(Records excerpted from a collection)
______________________________

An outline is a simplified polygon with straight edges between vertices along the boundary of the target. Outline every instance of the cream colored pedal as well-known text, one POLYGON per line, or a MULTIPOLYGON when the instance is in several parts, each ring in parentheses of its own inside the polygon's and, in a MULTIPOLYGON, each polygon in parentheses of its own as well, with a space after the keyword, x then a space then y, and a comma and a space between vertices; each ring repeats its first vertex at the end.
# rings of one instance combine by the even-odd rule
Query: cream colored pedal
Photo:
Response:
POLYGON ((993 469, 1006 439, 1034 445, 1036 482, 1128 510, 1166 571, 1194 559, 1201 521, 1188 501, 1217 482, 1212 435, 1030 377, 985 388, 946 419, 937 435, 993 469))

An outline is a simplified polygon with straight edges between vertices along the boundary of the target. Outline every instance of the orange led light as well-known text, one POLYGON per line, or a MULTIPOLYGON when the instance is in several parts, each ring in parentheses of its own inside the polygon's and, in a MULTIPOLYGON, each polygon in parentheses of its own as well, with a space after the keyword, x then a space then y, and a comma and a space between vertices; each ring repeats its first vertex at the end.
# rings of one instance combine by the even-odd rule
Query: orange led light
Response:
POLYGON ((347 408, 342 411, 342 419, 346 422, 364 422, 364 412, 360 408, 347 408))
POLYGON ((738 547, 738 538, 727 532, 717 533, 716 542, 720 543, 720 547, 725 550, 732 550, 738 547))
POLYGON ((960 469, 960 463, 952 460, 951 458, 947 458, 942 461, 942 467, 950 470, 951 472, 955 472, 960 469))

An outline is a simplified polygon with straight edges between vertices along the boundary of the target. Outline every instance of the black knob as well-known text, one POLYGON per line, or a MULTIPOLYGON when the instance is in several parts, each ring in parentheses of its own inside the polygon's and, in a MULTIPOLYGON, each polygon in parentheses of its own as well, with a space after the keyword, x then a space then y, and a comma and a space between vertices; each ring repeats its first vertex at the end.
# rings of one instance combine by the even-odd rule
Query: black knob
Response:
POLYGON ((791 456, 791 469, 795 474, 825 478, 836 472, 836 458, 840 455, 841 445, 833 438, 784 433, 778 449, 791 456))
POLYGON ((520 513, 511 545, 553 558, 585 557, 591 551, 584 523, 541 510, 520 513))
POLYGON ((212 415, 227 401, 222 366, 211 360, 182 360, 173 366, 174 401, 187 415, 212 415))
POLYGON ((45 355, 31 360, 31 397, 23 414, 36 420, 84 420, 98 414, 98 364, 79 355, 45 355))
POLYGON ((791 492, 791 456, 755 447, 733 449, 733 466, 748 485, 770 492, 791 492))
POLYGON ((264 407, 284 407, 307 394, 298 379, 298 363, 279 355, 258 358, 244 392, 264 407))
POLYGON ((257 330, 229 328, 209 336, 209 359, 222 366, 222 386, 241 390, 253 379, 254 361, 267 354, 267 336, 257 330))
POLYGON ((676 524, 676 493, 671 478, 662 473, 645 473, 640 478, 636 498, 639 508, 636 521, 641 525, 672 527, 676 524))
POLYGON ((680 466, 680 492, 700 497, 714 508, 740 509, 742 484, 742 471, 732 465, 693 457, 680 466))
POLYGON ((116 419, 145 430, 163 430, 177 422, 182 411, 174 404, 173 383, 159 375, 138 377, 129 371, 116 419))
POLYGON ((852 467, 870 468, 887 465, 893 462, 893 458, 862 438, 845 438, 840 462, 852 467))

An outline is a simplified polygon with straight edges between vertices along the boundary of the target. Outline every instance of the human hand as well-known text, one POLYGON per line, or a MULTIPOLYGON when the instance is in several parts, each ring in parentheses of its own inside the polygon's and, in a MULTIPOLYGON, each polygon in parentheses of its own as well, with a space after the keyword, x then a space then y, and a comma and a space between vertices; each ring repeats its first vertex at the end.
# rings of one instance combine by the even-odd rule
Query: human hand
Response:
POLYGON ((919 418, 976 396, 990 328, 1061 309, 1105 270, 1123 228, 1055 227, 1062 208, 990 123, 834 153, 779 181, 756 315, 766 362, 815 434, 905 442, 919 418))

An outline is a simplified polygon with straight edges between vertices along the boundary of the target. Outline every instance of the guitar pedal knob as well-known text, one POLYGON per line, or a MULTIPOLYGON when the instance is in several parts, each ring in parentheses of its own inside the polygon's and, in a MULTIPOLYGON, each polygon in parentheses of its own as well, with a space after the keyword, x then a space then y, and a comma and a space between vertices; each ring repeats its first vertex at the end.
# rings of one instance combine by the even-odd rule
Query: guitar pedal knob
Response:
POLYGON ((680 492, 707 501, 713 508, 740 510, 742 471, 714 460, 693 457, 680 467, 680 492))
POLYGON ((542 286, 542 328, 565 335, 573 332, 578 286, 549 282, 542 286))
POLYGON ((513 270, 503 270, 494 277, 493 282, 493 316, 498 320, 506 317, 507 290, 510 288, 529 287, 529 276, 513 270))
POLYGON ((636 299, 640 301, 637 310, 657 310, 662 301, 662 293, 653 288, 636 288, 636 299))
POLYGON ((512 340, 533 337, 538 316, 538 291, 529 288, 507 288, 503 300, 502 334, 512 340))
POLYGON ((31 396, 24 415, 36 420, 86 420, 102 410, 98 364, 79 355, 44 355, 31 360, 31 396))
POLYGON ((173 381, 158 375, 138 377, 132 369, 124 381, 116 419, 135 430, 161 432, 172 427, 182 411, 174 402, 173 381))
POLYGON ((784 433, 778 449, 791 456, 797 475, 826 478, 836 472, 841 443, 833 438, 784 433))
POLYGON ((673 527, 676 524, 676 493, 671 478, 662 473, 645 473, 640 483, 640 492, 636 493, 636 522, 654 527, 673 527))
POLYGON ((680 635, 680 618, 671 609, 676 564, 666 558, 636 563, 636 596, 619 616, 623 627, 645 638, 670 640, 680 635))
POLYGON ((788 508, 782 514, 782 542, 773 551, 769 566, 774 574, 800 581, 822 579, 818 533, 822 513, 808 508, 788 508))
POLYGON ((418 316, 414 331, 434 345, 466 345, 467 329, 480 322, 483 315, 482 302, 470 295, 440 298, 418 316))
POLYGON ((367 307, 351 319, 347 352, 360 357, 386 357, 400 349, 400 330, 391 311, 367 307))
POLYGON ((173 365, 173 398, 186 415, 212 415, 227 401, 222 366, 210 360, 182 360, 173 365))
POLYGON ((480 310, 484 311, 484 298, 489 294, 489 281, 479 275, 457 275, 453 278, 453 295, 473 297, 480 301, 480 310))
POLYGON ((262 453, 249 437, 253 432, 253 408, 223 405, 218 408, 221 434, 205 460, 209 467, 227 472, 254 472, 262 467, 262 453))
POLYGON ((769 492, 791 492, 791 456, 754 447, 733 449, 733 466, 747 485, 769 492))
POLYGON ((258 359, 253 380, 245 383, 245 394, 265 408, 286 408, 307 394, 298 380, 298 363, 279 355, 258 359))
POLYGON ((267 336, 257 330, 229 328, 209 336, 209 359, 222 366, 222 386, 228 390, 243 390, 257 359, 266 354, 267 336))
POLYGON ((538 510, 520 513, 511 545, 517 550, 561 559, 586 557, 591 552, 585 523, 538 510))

______________________________

Problem to solve - Check every line above for the string "light" and copy those that have it.

Solution -
An outline is a simplified polygon with straight edges between vertices along the boundary of the target. Outline every instance of the orange led light as well-known text, one POLYGON per line, or a MULTIPOLYGON when the instance is in several parts, each ring in parentheses of its own inside the polygon's and, in a MULTIPOLYGON, each polygon in parentheses of its own as well, with a space after the keyword, x then a space then y, and a comma and a space between vertices; each ring repeats its first vertex at the end.
Query: orange led light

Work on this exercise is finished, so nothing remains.